Action item:
Tally the lines of the entries in which the string "balcony" occurs, and say only how many.

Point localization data
--*--

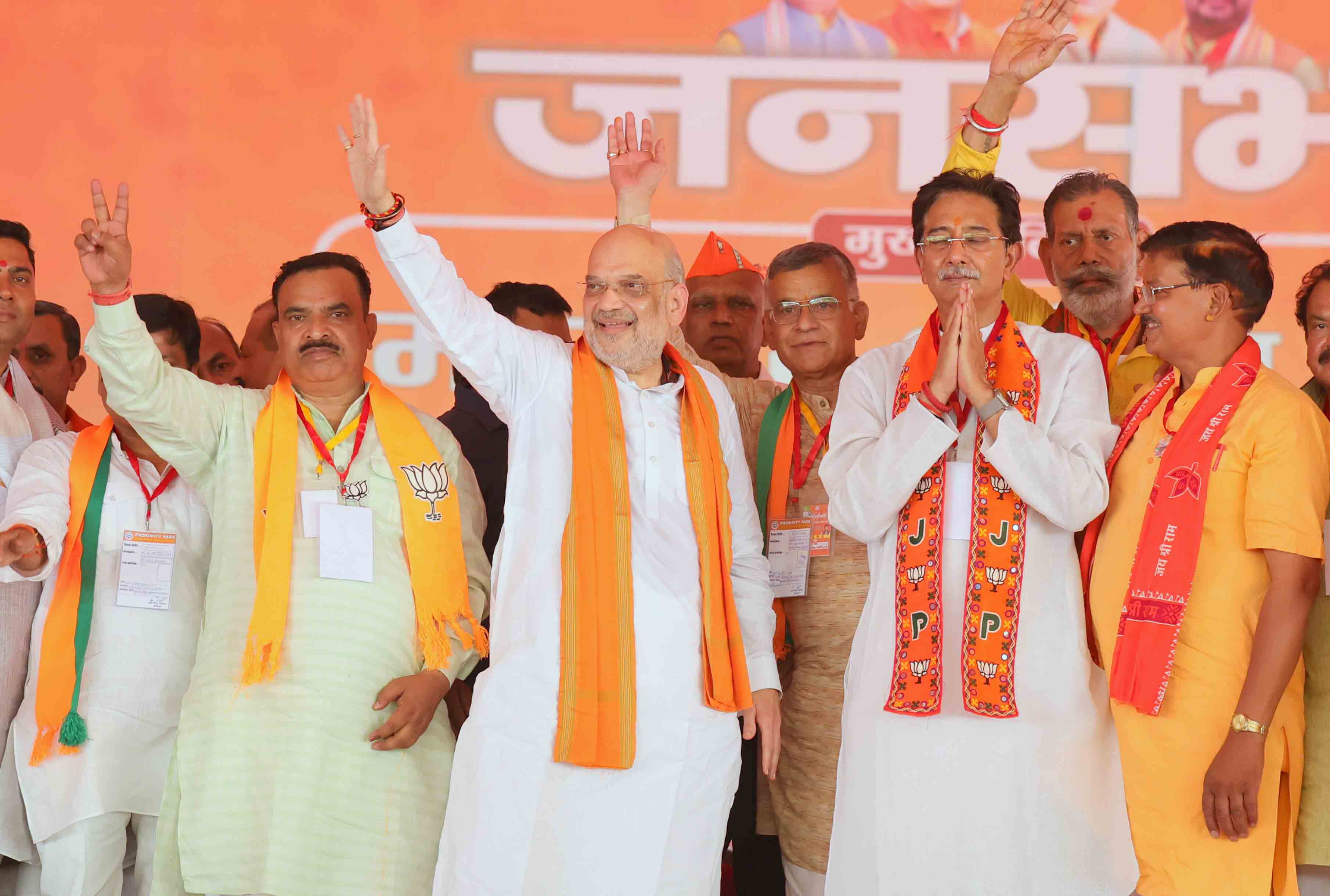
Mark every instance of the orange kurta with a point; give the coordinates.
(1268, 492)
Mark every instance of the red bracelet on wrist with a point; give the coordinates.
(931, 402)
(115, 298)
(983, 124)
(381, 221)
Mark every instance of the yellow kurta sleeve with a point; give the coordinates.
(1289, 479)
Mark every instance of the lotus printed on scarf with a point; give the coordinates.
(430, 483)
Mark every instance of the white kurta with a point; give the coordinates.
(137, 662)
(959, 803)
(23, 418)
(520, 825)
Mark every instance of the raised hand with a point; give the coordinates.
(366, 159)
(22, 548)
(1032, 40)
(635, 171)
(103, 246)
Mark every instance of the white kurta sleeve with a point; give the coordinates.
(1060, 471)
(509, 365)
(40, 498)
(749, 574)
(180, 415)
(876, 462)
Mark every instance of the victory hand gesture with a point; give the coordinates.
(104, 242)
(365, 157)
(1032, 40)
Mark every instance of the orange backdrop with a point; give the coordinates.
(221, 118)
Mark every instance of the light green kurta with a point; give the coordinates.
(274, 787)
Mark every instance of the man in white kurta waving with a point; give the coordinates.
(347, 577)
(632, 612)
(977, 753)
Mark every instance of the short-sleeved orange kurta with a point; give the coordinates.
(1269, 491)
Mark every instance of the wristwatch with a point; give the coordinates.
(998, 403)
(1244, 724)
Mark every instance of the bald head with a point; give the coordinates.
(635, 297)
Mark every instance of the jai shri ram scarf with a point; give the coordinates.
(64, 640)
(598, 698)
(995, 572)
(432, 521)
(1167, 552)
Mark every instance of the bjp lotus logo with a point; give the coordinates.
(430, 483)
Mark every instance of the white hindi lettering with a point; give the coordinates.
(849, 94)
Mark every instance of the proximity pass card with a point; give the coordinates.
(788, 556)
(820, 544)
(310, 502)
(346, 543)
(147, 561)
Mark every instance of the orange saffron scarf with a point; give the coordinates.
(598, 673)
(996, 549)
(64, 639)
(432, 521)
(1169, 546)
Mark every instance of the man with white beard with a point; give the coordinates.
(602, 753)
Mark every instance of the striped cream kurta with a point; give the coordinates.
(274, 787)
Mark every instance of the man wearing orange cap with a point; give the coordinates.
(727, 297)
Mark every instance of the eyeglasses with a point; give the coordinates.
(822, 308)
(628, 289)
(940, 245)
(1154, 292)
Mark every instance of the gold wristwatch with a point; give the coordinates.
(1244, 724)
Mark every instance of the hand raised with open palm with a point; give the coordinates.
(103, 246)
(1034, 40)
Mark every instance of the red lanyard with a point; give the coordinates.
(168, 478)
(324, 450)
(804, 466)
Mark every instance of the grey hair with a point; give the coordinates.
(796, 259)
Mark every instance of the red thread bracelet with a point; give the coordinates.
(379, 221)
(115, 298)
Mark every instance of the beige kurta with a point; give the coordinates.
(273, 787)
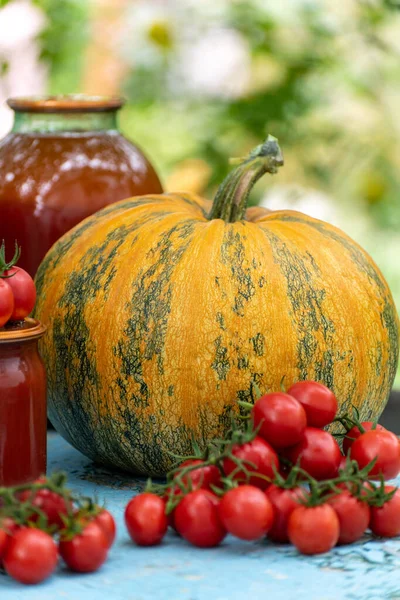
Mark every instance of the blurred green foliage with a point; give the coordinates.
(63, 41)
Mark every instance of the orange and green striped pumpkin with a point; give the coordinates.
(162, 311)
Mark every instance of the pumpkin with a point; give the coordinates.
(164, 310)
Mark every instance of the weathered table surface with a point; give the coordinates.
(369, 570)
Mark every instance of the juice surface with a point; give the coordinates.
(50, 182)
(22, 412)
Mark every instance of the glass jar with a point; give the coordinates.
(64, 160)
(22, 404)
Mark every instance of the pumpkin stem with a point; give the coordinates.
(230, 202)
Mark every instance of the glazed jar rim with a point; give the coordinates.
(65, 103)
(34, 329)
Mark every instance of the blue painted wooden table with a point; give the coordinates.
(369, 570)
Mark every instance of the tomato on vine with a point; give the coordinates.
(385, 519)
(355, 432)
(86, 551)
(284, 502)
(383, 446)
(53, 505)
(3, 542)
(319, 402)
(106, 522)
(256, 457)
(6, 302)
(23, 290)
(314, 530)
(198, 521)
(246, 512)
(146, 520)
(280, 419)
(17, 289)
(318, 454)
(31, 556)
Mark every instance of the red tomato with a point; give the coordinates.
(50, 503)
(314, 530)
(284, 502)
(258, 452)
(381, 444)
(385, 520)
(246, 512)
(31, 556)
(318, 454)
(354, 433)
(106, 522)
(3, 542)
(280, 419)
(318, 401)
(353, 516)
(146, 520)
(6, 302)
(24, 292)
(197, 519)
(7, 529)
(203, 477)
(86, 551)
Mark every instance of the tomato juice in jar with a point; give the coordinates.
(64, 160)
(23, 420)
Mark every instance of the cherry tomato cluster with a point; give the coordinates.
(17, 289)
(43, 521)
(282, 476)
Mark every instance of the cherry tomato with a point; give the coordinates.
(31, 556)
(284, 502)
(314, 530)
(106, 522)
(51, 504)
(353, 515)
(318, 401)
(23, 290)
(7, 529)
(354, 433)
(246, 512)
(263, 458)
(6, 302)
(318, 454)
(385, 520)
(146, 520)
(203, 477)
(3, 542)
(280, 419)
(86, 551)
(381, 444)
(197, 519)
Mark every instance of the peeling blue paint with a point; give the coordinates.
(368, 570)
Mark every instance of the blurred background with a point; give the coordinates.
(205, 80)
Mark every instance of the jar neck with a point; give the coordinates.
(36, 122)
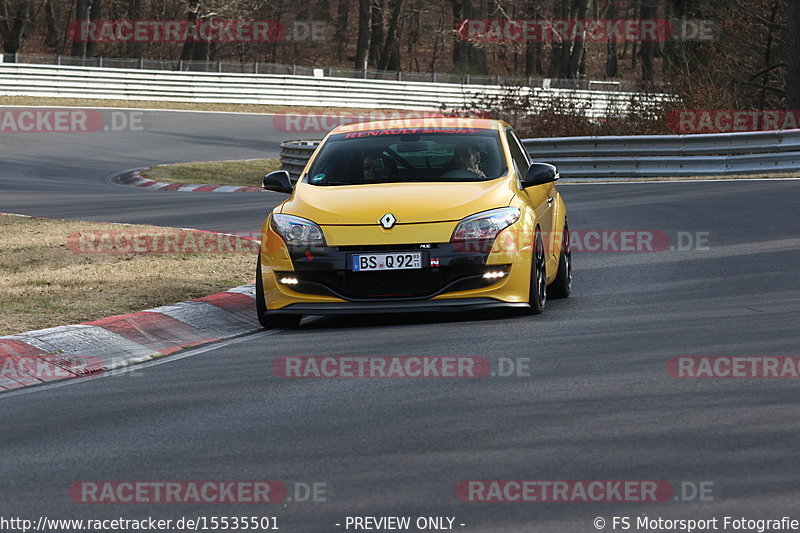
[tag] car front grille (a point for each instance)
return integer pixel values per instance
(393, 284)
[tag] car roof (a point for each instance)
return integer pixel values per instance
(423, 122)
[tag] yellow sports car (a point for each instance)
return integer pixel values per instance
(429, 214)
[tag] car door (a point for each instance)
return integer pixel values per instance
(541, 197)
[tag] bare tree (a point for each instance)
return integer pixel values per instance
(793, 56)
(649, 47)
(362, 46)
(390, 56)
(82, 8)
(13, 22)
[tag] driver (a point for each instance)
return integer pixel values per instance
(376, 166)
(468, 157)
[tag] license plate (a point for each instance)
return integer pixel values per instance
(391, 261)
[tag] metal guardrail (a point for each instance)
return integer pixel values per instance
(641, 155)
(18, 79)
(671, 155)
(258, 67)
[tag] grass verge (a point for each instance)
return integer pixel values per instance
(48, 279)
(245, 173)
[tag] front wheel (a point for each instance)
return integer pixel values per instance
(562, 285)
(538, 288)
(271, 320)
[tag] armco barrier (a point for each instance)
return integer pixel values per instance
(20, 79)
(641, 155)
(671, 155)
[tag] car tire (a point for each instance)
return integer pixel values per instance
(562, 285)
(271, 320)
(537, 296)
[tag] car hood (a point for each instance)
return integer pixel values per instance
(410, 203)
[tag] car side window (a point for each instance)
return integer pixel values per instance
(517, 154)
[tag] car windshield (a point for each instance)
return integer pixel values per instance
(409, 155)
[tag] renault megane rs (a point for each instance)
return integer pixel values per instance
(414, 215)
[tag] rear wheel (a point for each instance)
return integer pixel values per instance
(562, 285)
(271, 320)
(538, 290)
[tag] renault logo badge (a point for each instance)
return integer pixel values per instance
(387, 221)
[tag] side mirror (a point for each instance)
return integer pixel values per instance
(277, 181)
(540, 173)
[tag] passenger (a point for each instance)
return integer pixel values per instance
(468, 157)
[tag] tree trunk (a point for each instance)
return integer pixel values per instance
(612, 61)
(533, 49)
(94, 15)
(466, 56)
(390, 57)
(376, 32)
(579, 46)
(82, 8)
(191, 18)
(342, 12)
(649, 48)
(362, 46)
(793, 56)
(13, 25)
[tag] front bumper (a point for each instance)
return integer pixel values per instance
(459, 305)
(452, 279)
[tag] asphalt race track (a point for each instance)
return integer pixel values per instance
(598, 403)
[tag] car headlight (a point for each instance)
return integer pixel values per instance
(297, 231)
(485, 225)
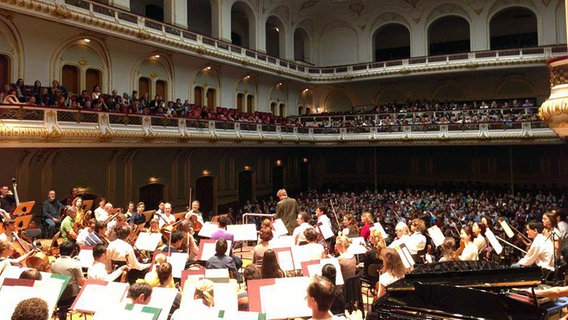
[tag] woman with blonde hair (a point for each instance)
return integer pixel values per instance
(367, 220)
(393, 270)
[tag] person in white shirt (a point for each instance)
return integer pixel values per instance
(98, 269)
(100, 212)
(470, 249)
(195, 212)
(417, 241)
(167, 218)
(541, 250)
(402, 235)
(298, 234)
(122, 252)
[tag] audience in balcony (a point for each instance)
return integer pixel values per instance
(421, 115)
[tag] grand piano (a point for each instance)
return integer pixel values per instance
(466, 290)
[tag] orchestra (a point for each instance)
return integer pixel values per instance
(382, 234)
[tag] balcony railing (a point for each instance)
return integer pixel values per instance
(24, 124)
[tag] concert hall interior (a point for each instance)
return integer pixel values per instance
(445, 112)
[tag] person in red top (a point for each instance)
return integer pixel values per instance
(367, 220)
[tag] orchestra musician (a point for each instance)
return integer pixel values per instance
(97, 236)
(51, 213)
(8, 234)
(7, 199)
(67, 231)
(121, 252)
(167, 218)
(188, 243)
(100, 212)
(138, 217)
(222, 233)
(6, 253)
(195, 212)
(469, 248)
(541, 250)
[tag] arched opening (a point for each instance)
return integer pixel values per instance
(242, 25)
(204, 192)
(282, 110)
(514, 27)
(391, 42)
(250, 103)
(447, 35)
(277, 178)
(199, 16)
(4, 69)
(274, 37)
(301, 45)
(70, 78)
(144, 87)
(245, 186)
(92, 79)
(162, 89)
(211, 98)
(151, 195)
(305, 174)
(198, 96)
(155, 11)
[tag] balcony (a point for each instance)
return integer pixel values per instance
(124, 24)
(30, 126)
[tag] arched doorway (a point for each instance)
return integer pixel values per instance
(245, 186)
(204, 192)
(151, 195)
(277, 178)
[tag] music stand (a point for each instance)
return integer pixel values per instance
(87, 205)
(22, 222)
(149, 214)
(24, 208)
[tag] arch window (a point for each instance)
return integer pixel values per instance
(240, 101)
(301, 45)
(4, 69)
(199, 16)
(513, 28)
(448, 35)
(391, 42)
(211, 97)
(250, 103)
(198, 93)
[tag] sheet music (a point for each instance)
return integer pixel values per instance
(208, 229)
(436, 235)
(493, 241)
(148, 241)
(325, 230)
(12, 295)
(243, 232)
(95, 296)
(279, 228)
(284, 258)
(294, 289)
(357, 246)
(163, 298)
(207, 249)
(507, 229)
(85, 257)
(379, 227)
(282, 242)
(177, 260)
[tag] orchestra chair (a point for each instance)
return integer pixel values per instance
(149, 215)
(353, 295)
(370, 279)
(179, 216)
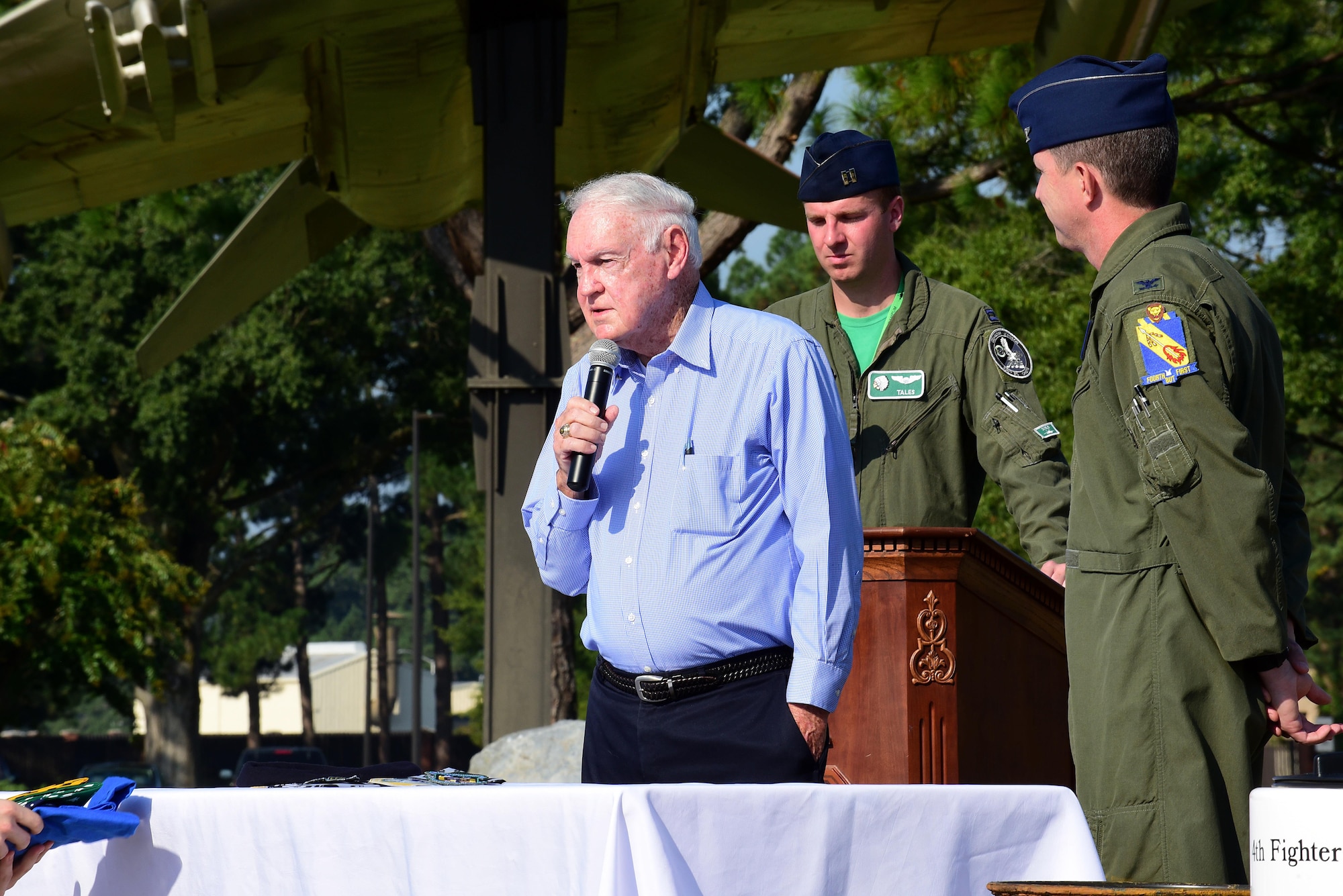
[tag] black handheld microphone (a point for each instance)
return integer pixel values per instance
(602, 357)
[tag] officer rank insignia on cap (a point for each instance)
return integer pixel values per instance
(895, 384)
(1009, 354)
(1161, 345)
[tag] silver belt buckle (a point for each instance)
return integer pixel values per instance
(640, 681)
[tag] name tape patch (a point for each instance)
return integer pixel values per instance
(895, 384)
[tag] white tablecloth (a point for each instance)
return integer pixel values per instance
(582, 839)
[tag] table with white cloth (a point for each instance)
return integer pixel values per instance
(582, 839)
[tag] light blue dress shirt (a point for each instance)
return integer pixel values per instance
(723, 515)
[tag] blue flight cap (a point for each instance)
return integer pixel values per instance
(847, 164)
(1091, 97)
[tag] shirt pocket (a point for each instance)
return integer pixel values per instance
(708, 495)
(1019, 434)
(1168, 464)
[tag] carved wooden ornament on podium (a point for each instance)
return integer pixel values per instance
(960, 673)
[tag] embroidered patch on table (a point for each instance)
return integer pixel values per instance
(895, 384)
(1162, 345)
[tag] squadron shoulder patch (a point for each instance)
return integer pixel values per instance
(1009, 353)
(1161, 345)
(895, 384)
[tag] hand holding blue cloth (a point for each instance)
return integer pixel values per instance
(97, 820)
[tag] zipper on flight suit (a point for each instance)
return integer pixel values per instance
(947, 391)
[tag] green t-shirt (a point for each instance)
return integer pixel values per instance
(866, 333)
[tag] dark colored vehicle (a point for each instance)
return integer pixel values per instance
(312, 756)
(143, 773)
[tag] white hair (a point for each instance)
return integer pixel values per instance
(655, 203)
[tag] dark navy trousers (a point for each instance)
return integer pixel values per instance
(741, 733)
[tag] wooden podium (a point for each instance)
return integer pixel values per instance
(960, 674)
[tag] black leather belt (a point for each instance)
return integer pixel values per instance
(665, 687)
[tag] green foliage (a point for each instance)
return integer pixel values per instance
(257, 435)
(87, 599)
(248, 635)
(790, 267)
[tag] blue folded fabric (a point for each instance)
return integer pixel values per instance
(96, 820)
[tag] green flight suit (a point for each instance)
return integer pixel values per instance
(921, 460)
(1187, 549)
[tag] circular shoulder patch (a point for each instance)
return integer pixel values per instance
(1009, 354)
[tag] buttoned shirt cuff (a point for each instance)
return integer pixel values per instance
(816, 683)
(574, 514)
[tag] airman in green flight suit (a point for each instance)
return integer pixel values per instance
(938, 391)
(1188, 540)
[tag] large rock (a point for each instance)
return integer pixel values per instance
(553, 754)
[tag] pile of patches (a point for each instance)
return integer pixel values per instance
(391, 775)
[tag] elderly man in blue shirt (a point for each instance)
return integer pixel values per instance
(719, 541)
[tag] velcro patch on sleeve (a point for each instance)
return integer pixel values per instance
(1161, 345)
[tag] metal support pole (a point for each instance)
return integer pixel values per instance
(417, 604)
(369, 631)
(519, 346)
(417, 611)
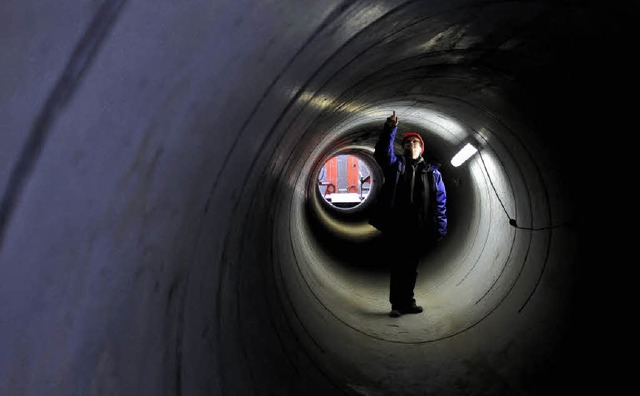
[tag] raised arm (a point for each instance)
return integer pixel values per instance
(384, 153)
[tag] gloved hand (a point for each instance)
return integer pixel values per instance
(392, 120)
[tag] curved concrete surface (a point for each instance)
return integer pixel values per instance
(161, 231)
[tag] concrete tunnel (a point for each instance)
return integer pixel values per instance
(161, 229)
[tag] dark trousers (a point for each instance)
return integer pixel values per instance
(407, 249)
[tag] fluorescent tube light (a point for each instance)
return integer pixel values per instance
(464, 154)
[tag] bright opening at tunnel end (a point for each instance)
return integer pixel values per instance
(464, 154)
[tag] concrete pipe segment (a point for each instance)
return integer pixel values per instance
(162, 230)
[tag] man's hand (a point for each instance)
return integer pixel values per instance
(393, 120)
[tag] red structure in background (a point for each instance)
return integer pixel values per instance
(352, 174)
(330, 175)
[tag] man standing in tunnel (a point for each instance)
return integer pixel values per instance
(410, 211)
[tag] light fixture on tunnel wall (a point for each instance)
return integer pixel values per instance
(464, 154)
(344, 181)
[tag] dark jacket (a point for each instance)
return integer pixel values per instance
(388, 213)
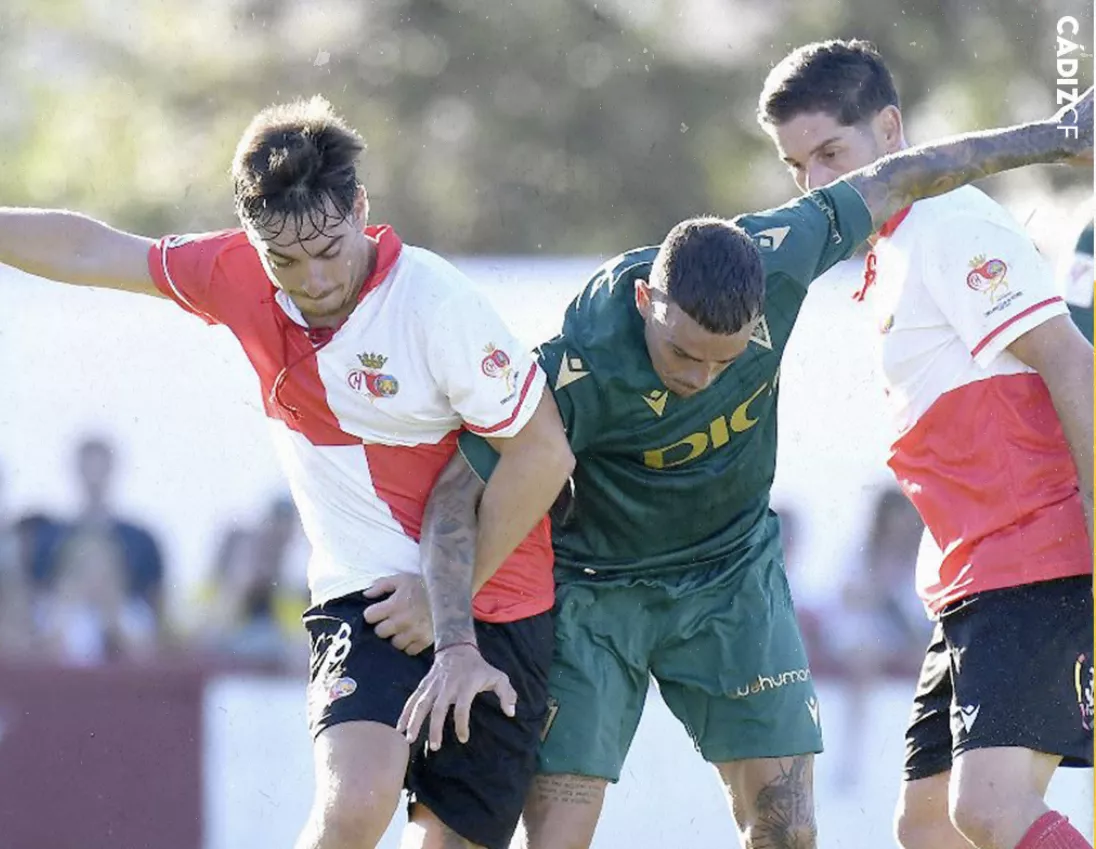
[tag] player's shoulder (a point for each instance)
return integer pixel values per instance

--*--

Finished task:
3